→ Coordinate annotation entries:
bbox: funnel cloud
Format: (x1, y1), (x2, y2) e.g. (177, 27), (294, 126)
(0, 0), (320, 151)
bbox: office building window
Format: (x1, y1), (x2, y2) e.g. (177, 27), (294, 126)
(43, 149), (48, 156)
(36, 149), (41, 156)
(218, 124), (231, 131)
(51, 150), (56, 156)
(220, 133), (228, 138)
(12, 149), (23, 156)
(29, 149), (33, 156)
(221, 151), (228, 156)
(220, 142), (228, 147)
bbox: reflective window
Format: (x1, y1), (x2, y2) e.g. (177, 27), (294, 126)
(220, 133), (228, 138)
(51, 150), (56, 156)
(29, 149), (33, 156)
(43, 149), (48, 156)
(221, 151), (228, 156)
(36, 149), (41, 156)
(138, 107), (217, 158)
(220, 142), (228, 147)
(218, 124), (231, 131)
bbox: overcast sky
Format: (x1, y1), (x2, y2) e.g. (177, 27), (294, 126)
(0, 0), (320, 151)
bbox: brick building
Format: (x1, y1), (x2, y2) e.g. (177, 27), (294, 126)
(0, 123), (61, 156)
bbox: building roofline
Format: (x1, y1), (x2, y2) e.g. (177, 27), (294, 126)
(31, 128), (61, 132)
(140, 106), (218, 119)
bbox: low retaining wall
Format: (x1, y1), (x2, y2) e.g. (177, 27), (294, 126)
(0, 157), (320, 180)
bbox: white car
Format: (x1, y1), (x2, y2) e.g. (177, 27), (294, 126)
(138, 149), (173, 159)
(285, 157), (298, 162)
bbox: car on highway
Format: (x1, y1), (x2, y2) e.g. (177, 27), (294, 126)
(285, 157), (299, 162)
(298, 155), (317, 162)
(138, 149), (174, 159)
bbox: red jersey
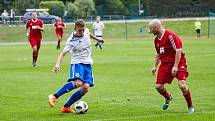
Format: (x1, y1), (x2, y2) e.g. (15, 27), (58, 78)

→ YOUR TASK:
Format every line of the records above as a numbered list, dropping any blank lines. Leave the pictures out.

→ OUTPUT BELOW:
1. bbox: funnel cloud
2. Format: (x1, y1), (x2, y2) e.g. (177, 27), (294, 126)
3. (0, 0), (320, 151)
4. bbox: office building window
5. Format: (x1, y1), (x2, y2) e.g. (177, 27), (294, 126)
6. (43, 149), (48, 156)
7. (36, 149), (41, 156)
8. (218, 124), (231, 131)
9. (51, 150), (56, 156)
10. (220, 133), (228, 138)
11. (12, 149), (23, 156)
12. (29, 149), (33, 156)
13. (221, 151), (228, 156)
14. (220, 142), (228, 147)
15. bbox: reflective window
16. Format: (x1, y1), (x2, y2) e.g. (177, 27), (294, 126)
17. (220, 133), (228, 138)
18. (51, 150), (56, 156)
19. (29, 149), (33, 156)
20. (43, 149), (48, 156)
21. (221, 151), (228, 156)
22. (36, 149), (41, 156)
23. (138, 107), (217, 158)
24. (220, 142), (228, 147)
25. (218, 124), (231, 131)
26. bbox: overcast sky
27. Format: (x1, y1), (x2, y2) e.g. (177, 27), (294, 126)
28. (0, 0), (320, 151)
29. bbox: brick building
30. Format: (x1, y1), (x2, y2) e.g. (177, 27), (294, 126)
31. (0, 123), (61, 156)
32. bbox: building roofline
33. Format: (x1, y1), (x2, y2) e.g. (177, 27), (294, 126)
34. (31, 128), (61, 132)
35. (140, 106), (218, 119)
36. bbox: low retaining wall
37. Format: (x1, y1), (x2, y2) e.g. (177, 27), (294, 126)
38. (0, 157), (320, 180)
39. bbox: white car
40. Format: (x1, y1), (x2, y2) e.g. (177, 27), (294, 126)
41. (138, 149), (173, 159)
42. (285, 157), (298, 162)
43. bbox: car on highway
44. Format: (x1, y1), (x2, y2) e.g. (177, 27), (294, 126)
45. (285, 157), (299, 162)
46. (298, 155), (317, 162)
47. (138, 149), (174, 159)
48. bbox: red jersey
49. Format: (x1, y1), (x2, y2) e.g. (15, 27), (58, 78)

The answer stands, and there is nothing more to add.